**Short exercise 1**
List every geographic place (city, region, park, or landmark, not a business) named in the account of the drive back from Yosemite that follows.
++++ Page text ++++
Julie and I returned to San Jose after two nights in Yosemite. The fact that I am an introvert came home to her very quickly on the drive back. Remember how she didn't sleep because of the mouse, turned wind, turned bear? Yeah, well the next day is when she had to drive home. She talked for awhile to keep herself awake, but when she ran out of stories to tell, the pressure was on me. I'd already pretty well talked myself out on the drive to Yosemite, while we were in the cabin, and when we hiked, so I couldn't think of a thing to say. "Uh, uh, uh," works for awhile, but we weren't even halfway home when the baton was handed to me and I dropped it. Fortunately, we arrived at Casa de Fruta (better known as Casa de Everything) just in time to fill her up with Casa de Coffee and get us home safely.
Since my Half Dome hike years ago, I have a primal association of Yosemite with hamburgers, French fries, and milkshakes. Not just any burgers, fries, and shakes. Only the finest from In-N-Out Burger, a formerly Southern California institution that has thankfully made its way north. There was one close to Julie's place, so she obliged my craving and we feasted. Please understand, I don't normaly eat like this. In fact, there was nothing normal about the way I ate on vacation. It was vacation, afterall, and it's simply not possible for me to return to the Bay Area without letting my taste buds lead me around a bit. Just wait until I tell you about the amazing Cuban food I had the night before I left. Wha!
Anyway...
++++ Supplied material ++++
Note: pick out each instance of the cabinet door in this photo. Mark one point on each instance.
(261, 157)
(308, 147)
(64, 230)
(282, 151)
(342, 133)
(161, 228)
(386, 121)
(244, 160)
++++
++++ Supplied material ++++
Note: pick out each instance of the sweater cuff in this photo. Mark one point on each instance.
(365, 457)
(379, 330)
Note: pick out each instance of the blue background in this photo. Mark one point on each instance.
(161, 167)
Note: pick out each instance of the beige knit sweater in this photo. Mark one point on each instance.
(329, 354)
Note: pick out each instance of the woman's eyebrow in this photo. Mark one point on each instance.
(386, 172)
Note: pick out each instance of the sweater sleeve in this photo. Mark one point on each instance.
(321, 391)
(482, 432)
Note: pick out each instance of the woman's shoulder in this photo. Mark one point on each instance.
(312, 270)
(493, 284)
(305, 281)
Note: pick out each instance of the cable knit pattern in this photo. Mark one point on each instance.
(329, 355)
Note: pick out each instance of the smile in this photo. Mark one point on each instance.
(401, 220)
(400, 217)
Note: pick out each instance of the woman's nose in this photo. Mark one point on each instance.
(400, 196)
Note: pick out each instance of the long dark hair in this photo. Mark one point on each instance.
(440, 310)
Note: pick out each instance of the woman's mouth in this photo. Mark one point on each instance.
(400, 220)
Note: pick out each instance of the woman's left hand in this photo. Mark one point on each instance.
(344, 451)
++++
++++ Supplied material ++++
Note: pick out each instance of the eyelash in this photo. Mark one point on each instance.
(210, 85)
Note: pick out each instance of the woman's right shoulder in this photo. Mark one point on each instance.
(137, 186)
++++
**Short exercise 2**
Identify every line of the rows above that contains the word "knit", and copy each one. Case counts.

**Final answer 1**
San Jose
Yosemite
Half Dome
Southern California
Bay Area

**Final answer 2**
Note: pick out each instance of the beige knit sweater in this photo. Mark one point on each instance.
Note: pick out each instance of the cable knit pattern in this photo. Mark one point on each instance.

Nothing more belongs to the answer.